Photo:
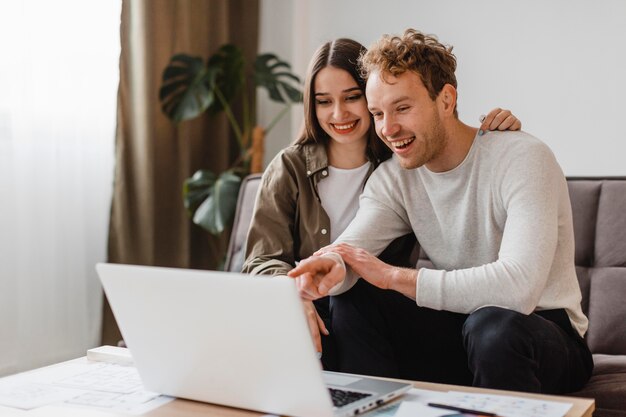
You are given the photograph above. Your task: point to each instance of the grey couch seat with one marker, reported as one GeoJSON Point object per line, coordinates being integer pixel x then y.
{"type": "Point", "coordinates": [599, 214]}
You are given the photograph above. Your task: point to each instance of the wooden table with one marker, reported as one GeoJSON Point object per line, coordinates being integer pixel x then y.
{"type": "Point", "coordinates": [582, 407]}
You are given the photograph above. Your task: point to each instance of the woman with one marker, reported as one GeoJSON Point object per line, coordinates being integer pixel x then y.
{"type": "Point", "coordinates": [309, 192]}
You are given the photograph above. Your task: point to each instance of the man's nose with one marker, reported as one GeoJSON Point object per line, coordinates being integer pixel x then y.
{"type": "Point", "coordinates": [389, 127]}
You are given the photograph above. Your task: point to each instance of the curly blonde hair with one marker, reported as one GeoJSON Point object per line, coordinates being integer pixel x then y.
{"type": "Point", "coordinates": [414, 51]}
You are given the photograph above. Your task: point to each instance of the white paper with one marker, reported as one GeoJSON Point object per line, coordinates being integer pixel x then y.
{"type": "Point", "coordinates": [411, 409]}
{"type": "Point", "coordinates": [507, 406]}
{"type": "Point", "coordinates": [80, 384]}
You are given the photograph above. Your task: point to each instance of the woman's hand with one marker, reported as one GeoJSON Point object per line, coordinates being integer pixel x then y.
{"type": "Point", "coordinates": [499, 119]}
{"type": "Point", "coordinates": [363, 263]}
{"type": "Point", "coordinates": [316, 324]}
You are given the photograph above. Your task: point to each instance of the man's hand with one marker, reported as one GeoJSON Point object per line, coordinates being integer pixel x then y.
{"type": "Point", "coordinates": [315, 276]}
{"type": "Point", "coordinates": [375, 271]}
{"type": "Point", "coordinates": [363, 263]}
{"type": "Point", "coordinates": [316, 324]}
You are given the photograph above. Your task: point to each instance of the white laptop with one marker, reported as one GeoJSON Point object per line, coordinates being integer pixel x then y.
{"type": "Point", "coordinates": [230, 339]}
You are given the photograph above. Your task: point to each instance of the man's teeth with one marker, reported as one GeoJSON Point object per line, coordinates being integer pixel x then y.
{"type": "Point", "coordinates": [345, 126]}
{"type": "Point", "coordinates": [403, 143]}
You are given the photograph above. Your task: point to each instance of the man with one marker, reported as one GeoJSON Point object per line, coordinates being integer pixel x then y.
{"type": "Point", "coordinates": [501, 307]}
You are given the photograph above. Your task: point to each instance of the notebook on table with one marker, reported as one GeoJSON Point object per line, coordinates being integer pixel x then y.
{"type": "Point", "coordinates": [230, 339]}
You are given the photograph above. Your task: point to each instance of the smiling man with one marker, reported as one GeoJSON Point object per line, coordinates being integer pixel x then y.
{"type": "Point", "coordinates": [501, 306]}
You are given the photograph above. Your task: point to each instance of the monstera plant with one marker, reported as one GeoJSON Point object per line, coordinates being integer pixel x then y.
{"type": "Point", "coordinates": [191, 87]}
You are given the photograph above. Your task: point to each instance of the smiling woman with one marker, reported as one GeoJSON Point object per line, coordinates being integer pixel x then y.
{"type": "Point", "coordinates": [58, 83]}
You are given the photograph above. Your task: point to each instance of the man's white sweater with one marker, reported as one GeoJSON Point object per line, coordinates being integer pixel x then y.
{"type": "Point", "coordinates": [498, 228]}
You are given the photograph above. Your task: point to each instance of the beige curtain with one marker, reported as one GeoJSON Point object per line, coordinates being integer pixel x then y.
{"type": "Point", "coordinates": [149, 225]}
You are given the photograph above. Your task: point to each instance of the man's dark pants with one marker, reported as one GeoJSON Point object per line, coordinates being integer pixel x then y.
{"type": "Point", "coordinates": [384, 333]}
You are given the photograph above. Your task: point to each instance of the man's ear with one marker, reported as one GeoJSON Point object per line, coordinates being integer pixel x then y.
{"type": "Point", "coordinates": [447, 99]}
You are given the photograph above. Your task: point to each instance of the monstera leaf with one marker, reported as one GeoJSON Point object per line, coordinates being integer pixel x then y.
{"type": "Point", "coordinates": [191, 87]}
{"type": "Point", "coordinates": [211, 200]}
{"type": "Point", "coordinates": [185, 92]}
{"type": "Point", "coordinates": [275, 75]}
{"type": "Point", "coordinates": [227, 67]}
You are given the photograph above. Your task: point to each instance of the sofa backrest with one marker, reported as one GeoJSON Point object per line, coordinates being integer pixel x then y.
{"type": "Point", "coordinates": [599, 213]}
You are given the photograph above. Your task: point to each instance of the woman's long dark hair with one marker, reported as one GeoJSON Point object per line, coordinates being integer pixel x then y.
{"type": "Point", "coordinates": [343, 54]}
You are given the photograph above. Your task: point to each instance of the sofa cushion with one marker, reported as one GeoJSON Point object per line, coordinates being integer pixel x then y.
{"type": "Point", "coordinates": [607, 385]}
{"type": "Point", "coordinates": [607, 311]}
{"type": "Point", "coordinates": [584, 196]}
{"type": "Point", "coordinates": [610, 239]}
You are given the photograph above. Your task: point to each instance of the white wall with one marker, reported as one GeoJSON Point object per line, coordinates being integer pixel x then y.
{"type": "Point", "coordinates": [556, 64]}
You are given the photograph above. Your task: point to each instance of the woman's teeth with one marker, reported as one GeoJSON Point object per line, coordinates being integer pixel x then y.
{"type": "Point", "coordinates": [345, 126]}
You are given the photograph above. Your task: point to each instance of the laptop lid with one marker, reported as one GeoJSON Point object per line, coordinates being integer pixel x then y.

----------------------------------------

## What to produce
Copy every row above word for word, leaving out the pictures.

## Complete response
Photo:
You are given the photograph above. Your task: point to each instance of the grey couch seat with one marker, reported as one GeoJSON Point object per line, coordinates being integer pixel x then y.
{"type": "Point", "coordinates": [599, 214]}
You are given the photograph above. Your task: point to each instance of the wooden table with one marker, reported as one GeoJSON Point object per line, coordinates being integer pixel x then y.
{"type": "Point", "coordinates": [582, 407]}
You are given the photograph above. Your task: point to each instance of the woman with one marker, reported as one GeoJSON Point object per line, coordinates being integer pixel x then y.
{"type": "Point", "coordinates": [309, 192]}
You are given the photograph above. Your task: point to each instance of the man's nose with one marker, reported as one GeoJSON Point object per line, coordinates being integer pixel x then y.
{"type": "Point", "coordinates": [389, 127]}
You are given the photograph above. Your task: point to each instance of the curly blonde hair with one marker, reported as one GeoJSON Point object per line, coordinates being integer pixel x then y.
{"type": "Point", "coordinates": [414, 51]}
You are given the photograph above. Your task: point to each instance of the white paper with one marker, reported as one GeoJSON Point object per line, coordinates being integer pixel x then y.
{"type": "Point", "coordinates": [411, 409]}
{"type": "Point", "coordinates": [507, 406]}
{"type": "Point", "coordinates": [80, 384]}
You are given the photograph above. Your task: point to each instance of the woman's hand with one marker, reported as one GeoJSON Point object per line, coordinates being integer pixel x then y.
{"type": "Point", "coordinates": [499, 119]}
{"type": "Point", "coordinates": [363, 263]}
{"type": "Point", "coordinates": [316, 324]}
You are given the photograph above. Your task: point to each instance of the man's hand with one marker, reported as one GeoJSON Point object per line, coordinates being integer pixel x then y.
{"type": "Point", "coordinates": [315, 276]}
{"type": "Point", "coordinates": [375, 271]}
{"type": "Point", "coordinates": [363, 263]}
{"type": "Point", "coordinates": [316, 324]}
You are given the photograph above. Your task: point to each instance of the white laptop with one marker, reported as one GeoJSON Point object per line, coordinates being integer pixel x then y.
{"type": "Point", "coordinates": [230, 339]}
You are given the photograph above. Your task: point to each instance of the man's teeth with one marker, reported as one GeoJSON Point object per line, coordinates being integer pixel x then y.
{"type": "Point", "coordinates": [345, 126]}
{"type": "Point", "coordinates": [403, 143]}
You are given the photograph above. Your task: point to each instance of the man with one marker, reported as one GeoJSON Point object per line, coordinates being integer pixel x then y.
{"type": "Point", "coordinates": [501, 307]}
You are given the photograph above. Your task: point to each instance of the notebook on table with one marker, reported as one GeoJSON Point object per line, coordinates being integer pixel x then y.
{"type": "Point", "coordinates": [230, 339]}
You are given the photograph above. Your task: point to each instance of the smiling man with one marker, reported as one GeoJSON Point object per line, coordinates being integer pixel x then y.
{"type": "Point", "coordinates": [501, 306]}
You are given the photograph above. Your task: point to each instance of the monstera plant with one marker, reported as one GeoJSON Point object per line, coordinates being integer pixel x then y.
{"type": "Point", "coordinates": [191, 87]}
You are given the photograph above. Your task: point to each instance of the smiling woman with one marker, reported as one GeoJSON Point object per line, coordinates being integer pixel x then y.
{"type": "Point", "coordinates": [58, 83]}
You are given the photograph above. Your task: point to each instance of the man's white sweater with one marker, reported as one GeoJSON Point object per line, coordinates being integer pixel x then y.
{"type": "Point", "coordinates": [498, 228]}
You are given the photograph above. Your task: point to each instance of the beige curtain with one marker, reported as one GeoJSON Point object per line, coordinates being integer pixel x then y.
{"type": "Point", "coordinates": [149, 225]}
You are given the photograph above. Your task: point to each instance of the man's dark pants with one marker, reported as one GeoJSON Point object per line, coordinates being integer pixel x then y.
{"type": "Point", "coordinates": [384, 333]}
You are given the photograph above. Your task: point to each instance of the man's ear with one marker, reported as one GeoJSON Point object per line, coordinates being integer pixel x then y.
{"type": "Point", "coordinates": [447, 99]}
You are given the photograph above. Your task: point to each instance of the monstera leaf with one marker, reported as one GeoJSON Point object per line, coordinates being integer pixel x then y.
{"type": "Point", "coordinates": [191, 87]}
{"type": "Point", "coordinates": [211, 200]}
{"type": "Point", "coordinates": [185, 92]}
{"type": "Point", "coordinates": [275, 75]}
{"type": "Point", "coordinates": [227, 67]}
You are given the photograph above. Your task: point to each instance of the sofa backrest with one marker, reported as one GeoJSON Point object per line, coordinates being integer pixel x then y.
{"type": "Point", "coordinates": [599, 213]}
You are given the photograph above. Your task: point to each instance of the woman's long dark hair with one marker, reported as one GeoJSON Point object per line, coordinates being integer pixel x then y.
{"type": "Point", "coordinates": [343, 54]}
You are given the photograph above. Your task: point to each instance of the sofa cushion with one marker, reported as one GeoJSON Point object per line, coordinates being integer pixel x then y.
{"type": "Point", "coordinates": [607, 385]}
{"type": "Point", "coordinates": [607, 311]}
{"type": "Point", "coordinates": [584, 196]}
{"type": "Point", "coordinates": [610, 239]}
You are given the photograph above. Your task: point to each instance of the white wall with one marker, reported as one GeoJSON Point object per line, coordinates being integer pixel x then y.
{"type": "Point", "coordinates": [556, 64]}
You are given the photograph above. Your task: point to each instance of the woman's teeth with one marker, reported as one GeoJSON Point object per line, coordinates being integer pixel x then y.
{"type": "Point", "coordinates": [345, 126]}
You are given the photograph above. Your task: point to each instance of the laptop lid with one marker, reported as one GeoJSON Point object per line, coordinates being integer pixel x then y.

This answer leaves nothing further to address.